* **PROBLEMS TO SOLVE**:
**A)** Using the passage on microcapsule wax compositions, answer each question below on its own line, marking the answers (i), (ii) and (iii).
(i) What range is given for the ratio of wall material to core material?
(ii) What ratio of melamine to formaldehyde is used to form the primary capsule walls?
(iii) What capsule diameters make the wax compositions suitable for their envisaged use?
**B)** Extend the passage on microcapsule wax compositions by writing what comes after its final sentence.

Start of SELECTED EXCERPT

The walls of the microcapsules present in the novel wax compositions consist of highly crosslinked melamine-formaldehyde condensate. The ratio of wall material to core material is from 1:15 to 1:2, preferably from 1:10 to 1:4. The most advantageous ratio depends on the capsule size: the larger the capsule, the more wall material is required. The microcapsules required for the novel wax compositions are obtained by hardening the capsules first obtained. This hardening is effected by heating the aqueous capsule dispersion at 60°-100° C., preferably 70°-90° C., for from 2 to 10, preferably from 3 to 6, hours. This treatment increases the heat stability and stability to water in the wax melt. The treatment results in an increase in the formaldehyde content of the aqueous phase. The formaldehyde formed can be bound with ammonia, amines or other compounds which react with formaldehyde, eg. ethyleneurea.
The primary walls of the capsules are formed by condensing melamine with formaldehyde, or methylolmelamines, or methylolmelamine methyl ethers, or mixtures of these, using a ratio of melamine to formaldehyde of from 1:2 to 1:6, preferably from 1:3 to 1:6.
Wax compositions containing microcapsules with diameters of from 2 to 10 μm, especially from 2 to 8 μm, are suitable for the envisaged use of the wax composition.
The preparation of the primary microcapsules is known. The subsequent hardening may be carried out with any microcapsules obtainable by conventional methods and having walls consisting of melamine-formaldehyde condensates, provided these conform to the above criteria. Microcapsules obtained by the process of Published European Patent Application No. 26,914 are preferred.

End of SELECTED EXCERPT
Start of DATASET EXTRACT

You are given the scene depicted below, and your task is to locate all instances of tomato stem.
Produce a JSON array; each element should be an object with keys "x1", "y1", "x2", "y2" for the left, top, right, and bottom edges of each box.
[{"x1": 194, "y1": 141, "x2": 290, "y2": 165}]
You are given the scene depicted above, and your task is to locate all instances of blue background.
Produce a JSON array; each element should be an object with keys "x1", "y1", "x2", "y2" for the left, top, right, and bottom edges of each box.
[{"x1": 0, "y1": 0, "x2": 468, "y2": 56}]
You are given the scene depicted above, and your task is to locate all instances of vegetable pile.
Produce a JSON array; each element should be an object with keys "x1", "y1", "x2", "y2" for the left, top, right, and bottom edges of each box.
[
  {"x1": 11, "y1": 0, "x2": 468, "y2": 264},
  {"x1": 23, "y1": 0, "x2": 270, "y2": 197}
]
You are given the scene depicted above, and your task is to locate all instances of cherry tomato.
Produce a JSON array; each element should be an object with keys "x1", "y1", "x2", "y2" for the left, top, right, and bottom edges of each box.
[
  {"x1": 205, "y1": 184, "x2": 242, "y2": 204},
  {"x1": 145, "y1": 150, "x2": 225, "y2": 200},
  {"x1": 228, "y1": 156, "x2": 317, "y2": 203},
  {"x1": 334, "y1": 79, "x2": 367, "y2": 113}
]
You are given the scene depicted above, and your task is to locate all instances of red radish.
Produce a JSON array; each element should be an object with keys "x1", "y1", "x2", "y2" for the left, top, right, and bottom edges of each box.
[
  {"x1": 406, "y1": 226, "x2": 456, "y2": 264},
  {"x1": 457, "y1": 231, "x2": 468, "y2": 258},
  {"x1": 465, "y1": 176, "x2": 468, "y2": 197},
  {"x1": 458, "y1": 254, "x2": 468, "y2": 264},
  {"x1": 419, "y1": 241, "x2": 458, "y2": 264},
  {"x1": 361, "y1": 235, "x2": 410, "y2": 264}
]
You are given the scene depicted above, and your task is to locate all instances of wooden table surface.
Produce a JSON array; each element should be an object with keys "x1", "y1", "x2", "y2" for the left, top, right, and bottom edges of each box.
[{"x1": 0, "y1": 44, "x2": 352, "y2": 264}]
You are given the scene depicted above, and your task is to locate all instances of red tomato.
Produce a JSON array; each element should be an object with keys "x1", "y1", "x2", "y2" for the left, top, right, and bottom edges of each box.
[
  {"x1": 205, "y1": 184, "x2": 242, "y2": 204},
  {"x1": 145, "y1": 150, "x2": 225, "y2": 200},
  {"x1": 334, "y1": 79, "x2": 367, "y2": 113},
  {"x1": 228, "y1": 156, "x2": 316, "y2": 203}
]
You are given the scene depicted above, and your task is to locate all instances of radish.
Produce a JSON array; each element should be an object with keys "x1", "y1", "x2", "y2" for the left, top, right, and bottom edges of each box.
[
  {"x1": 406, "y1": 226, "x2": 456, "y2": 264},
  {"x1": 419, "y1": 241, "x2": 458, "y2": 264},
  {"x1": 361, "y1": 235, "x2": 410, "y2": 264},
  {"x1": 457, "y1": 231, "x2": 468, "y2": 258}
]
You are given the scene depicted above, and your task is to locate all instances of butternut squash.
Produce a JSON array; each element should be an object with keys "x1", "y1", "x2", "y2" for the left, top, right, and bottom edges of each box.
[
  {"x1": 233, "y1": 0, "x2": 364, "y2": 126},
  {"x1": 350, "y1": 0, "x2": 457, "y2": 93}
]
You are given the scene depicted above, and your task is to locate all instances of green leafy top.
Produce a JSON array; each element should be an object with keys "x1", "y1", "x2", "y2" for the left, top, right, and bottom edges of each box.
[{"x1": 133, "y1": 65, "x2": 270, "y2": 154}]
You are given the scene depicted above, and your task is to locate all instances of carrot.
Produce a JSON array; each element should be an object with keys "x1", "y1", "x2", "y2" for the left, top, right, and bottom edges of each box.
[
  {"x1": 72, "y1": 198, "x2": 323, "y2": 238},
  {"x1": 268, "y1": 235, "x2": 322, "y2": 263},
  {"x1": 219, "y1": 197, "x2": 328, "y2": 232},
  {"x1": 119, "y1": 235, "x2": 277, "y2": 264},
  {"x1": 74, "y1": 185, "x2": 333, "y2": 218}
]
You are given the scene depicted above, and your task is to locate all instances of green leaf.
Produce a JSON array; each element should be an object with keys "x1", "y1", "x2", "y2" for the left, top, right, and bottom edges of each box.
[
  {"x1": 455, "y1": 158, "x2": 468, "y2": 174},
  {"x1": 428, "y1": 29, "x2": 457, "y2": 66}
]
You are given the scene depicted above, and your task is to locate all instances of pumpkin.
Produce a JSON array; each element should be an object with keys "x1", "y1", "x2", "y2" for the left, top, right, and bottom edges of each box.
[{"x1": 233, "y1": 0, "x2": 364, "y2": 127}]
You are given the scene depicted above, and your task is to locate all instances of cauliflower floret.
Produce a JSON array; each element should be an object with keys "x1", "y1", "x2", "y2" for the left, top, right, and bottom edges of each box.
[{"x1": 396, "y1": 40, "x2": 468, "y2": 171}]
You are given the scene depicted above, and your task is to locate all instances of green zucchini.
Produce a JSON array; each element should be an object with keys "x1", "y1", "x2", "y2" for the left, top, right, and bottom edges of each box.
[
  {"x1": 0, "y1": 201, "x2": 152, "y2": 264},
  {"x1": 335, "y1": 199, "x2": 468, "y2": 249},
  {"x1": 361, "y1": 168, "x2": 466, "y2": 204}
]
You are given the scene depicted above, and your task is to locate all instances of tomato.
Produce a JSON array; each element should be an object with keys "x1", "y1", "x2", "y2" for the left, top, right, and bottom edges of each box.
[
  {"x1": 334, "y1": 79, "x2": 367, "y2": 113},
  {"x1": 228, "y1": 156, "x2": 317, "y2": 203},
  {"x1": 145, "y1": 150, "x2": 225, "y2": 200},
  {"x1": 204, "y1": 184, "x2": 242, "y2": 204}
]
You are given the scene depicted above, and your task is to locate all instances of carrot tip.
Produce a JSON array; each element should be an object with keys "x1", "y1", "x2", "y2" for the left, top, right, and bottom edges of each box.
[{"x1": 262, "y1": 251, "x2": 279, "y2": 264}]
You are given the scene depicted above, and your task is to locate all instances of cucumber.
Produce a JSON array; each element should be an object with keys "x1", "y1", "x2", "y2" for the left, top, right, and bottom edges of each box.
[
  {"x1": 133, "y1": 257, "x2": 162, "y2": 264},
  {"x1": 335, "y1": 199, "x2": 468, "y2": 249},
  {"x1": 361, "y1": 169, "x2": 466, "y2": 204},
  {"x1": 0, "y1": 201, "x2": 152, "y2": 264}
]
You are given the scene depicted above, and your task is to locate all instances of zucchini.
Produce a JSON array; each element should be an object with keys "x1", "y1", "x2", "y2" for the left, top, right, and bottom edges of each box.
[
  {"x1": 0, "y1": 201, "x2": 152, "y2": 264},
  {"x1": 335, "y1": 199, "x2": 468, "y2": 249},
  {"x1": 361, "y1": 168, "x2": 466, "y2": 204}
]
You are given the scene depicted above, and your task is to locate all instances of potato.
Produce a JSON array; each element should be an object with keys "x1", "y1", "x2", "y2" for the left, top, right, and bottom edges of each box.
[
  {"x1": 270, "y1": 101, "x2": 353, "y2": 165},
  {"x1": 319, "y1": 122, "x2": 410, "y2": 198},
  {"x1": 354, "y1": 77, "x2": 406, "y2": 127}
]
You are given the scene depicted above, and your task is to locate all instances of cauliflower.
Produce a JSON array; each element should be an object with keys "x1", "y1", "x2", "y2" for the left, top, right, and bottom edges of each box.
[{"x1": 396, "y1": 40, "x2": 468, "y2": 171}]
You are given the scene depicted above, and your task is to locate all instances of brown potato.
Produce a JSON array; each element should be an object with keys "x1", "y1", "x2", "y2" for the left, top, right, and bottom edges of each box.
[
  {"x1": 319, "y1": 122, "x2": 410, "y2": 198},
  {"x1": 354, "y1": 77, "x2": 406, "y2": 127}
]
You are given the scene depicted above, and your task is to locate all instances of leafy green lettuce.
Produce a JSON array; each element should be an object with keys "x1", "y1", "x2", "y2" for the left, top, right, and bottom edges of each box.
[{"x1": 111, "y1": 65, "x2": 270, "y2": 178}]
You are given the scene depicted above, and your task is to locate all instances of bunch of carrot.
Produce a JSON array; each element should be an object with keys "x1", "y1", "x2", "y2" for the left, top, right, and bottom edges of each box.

End of DATASET EXTRACT

* **TASK-BY-TASK ANSWERS**:
**A)**
(i) From 1:15 to 1:2, preferably from 1:10 to 1:4.
(ii) From 1:2 to 1:6, preferably from 1:3 to 1:6.
(iii) From 2 to 10 μm, especially from 2 to 8 μm.

**B)**
The novel wax compositions contain from 20 to 55, preferably from 30 to 45, % by weight, based on (a+b+c), of the microcapsules (a). The higher the content of (a) in the wax composition, the deeper, as a rule, are the copies obtained. On the other hand, an increasing proportion of wax (b) and pigment (d) protects the capsules from destruction. Since an increase in content of (a) also increases the viscosity of the liquid wax composition, preferred waxes for compositions having a high content of (a) are those which give melts of low viscosity. We have found that small amounts, for example from 2 to 10% by weight, of water in the melt lower the viscosity of the latter without adversely affecting the use of the composition or the base material, such as paper, coated with the composition.
Suitable waxes are, in particular, the water-insoluble waxes conventionally used in wax compositions for the hot carbon process, these waxes being used individually or as a mixture of different waxes, having a melting point of from about 50° to 140° C. Pale waxes are preferred for the compositions according to the invention. Natural or synthetic waxes may be used, specific examples being vegetable waxes, such as candelilla wax and carnauba wax, hydrocarbon waxes, eg. paraffins, ozokerite and microcrystalline waxes, montan wax and waxes prepared therefrom, such as montan acids and their esters, polyethylene waxes, oxidized microcrystalline waxes and ester waxes.
The mixtures can additionally contain hydrophilic waxes, such as polyethylene glycols, polypropylene glycols or ethylene oxide/propylene oxide block copolymers.
The depth of color of the copy depends on the wax mixture used as the binder, and in particular not only on the hardness but also on the wettability of this mixture. With paraffins, the depth of the copy improves with increasing melting point of the paraffins (for example with an increase from 52° to 69° C.). With ester waxes, based on ethylene glycol or butanediol, and montan acids as binders, deeper copies are obtained than with paraffins and/or montan acids. The depth of the copy can also be improved by adding ethylene oxide adducts.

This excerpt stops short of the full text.